* [Document passage]
*** Begin section ***
No, Mr. Graue was enraged because the police didn’t do a good job of setting someone up to be framed. And this outrages Mr. Graue because all his life he has endeavored to be a good police agent. With his indignant police discourse (seconded by people who don’t even know where the Justo Sierra Auditorium is, much less the Che Guevara), Mr. Graue gives a lecture: “the problem with higher education in Mexico lies with a vegetarian cafeteria, a screen printing workshop, and a bakery training space, among other things. These subversive activities are promoted by a group of anarchists, that is, dirty, ugly, and bad people who contrast sharply with the neatness and style of the university bureaucracy. They don’t even sell Gatorade, but rather water and juices of unknown origin. They are drug addicts (the high, medium, and low-ranking officials hide cocaine, crystal meth, ecstasy, and even crack and an occasional roach in their desk drawers —even within bureaucracy there are classes, my friend), they’re anarchic-anarchists, not part of the university community (various officials swallow hard) and that auditorium… the auditorium, what’s that auditorium… secretary quick, what’s the name of that auditorium that we want to liberate.. ah yes, the Justo Sierra Auditorium in the School of Medicine… eh? …It’s not in the School of Medicine?.. huh?… you’re recording? Give notice!… okay… in the School of Philosophy and Letters of Acatlán… no?… is it in Ciudad Universitaria?…Oh isn’t CU where the Pumas play?…So there are academic departments there too?… I’m only familiar with the rector’s suite… well anyway, wherever it is, it should be “liberated” by the police, and by police who know how to plant the evidence properly, not those scatter-brains that don’t even know how to place a bit of “spearmint” in a backpack. That’s why an elite group of my officials are going to start a degree program on how to place drugs in briefcases. Yes yes I know that’s not the same, but we don’t carry backpacks, we carry briefcases. As I have said… what, no applause?… Turn on the recorder man! No, not that one, you’ll ruin my cabinet career ambitions. The other one! Yes that one! Thank you, thank you to the authentic university community members who know that the university serves to domesticate, not to teach nor investigate! Thank you, thank you, thank you! How was that? Wha? I said turn that recorder off! No not the one with the cheering, the other one, the one that’s recording!

Mr. Graue is furious, he was just trying to be a good police agent.

I testify: woof-meow.


Copyleft 2016. Permission from the Good Government Council under conditions of “we’ll be back tomorrow to see if its ready, who knows, maybe it will be a new Council rotation by then, but in the meantime let me tell you the history of Zapatista autonomy. You already know it? Well then we should review it, as they say, until it truly sticks in your head. Did you bring your notebook? Write in “resistance and rebellion” or “rebellion and resistance,” it’s the same thing, because the order of the “r’s” doesn’t’ affect our autonomy. Haven’t you studied mathematics? Just songs? Well look, you need arts and sciences, there’s no way around it.”

Subcomandante Insurgente Galeano

The Arts, the Sciences, the Originary Peoples and the Basements of the World




February 2016

For: Juan Villoro Ruiz:


I’m happy to hear that the rest of your family bajo protesta[i] are well, and I appreciate your serving as messenger to send them our greetings and gifts (although I continue to think that ties, ashtrays, and vases would have been a better choice).

As I picked up my pen to continue this conversation with you, I remembered your text “Speech on the rain” (Almadía Press, 2013), written, I believe, for the stage, which I read imagining, clumsily I’m sure, the set and the gestures and movements of the actor delivering the monologue, feeling the intervention more than witnessing it. The beginning, for example, is a summary of my life: the laconic “I lost my papers!” of the first line would make for an encyclopedia if I anchor it in the calendars and geographies of this continual lapse and relapse that I have been.
*** End section ***
* [Dataset extract]
*** Begin section ***
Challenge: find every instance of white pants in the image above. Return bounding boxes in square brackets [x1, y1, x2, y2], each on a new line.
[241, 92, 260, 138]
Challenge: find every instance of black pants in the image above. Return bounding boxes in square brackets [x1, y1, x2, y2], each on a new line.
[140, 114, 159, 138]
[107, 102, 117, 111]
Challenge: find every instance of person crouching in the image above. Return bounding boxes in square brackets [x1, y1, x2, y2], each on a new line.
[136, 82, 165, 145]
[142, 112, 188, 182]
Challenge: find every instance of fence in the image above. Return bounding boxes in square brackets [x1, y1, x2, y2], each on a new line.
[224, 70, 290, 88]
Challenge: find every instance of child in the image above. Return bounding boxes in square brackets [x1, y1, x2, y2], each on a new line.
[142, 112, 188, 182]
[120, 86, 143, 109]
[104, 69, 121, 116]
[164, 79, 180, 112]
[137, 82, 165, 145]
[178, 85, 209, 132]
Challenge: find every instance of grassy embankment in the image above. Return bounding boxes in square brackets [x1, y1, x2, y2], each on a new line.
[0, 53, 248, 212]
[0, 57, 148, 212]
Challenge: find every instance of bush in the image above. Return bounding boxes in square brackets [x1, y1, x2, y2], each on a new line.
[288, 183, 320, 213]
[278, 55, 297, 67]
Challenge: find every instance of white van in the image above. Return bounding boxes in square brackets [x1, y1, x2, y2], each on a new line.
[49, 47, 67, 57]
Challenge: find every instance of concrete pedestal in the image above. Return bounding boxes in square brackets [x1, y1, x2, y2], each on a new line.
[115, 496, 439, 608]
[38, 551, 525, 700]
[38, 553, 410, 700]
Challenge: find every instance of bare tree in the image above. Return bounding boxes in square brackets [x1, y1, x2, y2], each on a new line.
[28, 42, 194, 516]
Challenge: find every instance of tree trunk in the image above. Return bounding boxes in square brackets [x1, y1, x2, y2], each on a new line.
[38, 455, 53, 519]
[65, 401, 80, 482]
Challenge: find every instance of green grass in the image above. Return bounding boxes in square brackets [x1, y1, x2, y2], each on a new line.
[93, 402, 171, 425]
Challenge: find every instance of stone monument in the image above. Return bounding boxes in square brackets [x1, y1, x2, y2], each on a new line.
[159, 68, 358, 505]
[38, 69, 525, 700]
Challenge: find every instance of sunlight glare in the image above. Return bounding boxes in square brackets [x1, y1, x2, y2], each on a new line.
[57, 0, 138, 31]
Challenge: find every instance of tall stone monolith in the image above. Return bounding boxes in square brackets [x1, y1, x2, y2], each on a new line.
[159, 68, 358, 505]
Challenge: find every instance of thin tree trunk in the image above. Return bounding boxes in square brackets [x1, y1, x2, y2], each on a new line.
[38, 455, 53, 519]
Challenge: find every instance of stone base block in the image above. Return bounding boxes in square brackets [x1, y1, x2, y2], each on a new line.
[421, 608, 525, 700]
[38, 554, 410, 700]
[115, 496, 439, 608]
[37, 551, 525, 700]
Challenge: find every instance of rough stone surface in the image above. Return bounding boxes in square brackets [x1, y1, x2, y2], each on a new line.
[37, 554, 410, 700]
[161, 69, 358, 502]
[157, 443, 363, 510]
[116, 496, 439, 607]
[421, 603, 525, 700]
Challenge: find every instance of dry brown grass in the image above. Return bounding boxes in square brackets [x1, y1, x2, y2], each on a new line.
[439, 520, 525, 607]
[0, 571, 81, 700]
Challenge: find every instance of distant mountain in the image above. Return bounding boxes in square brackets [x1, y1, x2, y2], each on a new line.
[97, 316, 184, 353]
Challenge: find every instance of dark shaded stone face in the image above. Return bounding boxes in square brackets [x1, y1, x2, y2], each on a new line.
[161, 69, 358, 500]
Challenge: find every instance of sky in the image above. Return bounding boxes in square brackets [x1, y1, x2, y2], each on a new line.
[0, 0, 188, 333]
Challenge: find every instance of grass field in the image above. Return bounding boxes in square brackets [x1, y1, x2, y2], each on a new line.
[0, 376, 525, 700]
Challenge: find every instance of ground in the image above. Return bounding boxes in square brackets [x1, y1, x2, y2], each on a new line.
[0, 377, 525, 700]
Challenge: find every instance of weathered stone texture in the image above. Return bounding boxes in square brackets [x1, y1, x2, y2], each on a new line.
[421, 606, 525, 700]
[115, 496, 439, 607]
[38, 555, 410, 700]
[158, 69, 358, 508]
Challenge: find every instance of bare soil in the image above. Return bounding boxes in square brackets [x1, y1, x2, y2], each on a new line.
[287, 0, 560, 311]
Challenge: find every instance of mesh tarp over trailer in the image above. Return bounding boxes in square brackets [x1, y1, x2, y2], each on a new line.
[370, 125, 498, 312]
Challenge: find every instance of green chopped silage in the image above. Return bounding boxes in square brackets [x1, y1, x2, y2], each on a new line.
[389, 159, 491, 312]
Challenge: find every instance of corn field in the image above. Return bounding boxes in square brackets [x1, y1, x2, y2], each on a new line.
*** End section ***
* [Work instruction 1]
According to the Zapatista text, which press published "Speech on the rain"?
* [Work instruction 2]
Please quote everything in the Zapatista text from "I’m happy to" down to "a better choice).".
* [Work instruction 3]
Rewrite the paragraph of the Zapatista text that begins "As I picked up my pen" more briefly, keeping its main facts.
The entries above come from a different source than the Zapatista text.

* [Problem solution 1]
Almadía Press, in 2013.

* [Problem solution 2]
I’m happy to hear that the rest of your family bajo protesta[i] are well, and I appreciate your serving as messenger to send them our greetings and gifts (although I continue to think that ties, ashtrays, and vases would have been a better choice).

* [Problem solution 3]
While continuing the conversation, the writer recalled reading "Speech on the rain" (Almadía Press, 2013), probably written for the stage, and imagined the set and the actor giving the monologue. The first line, "I lost my papers!", sums up the writer's life and could fill an encyclopedia if tied to the writer's many lapses and relapses.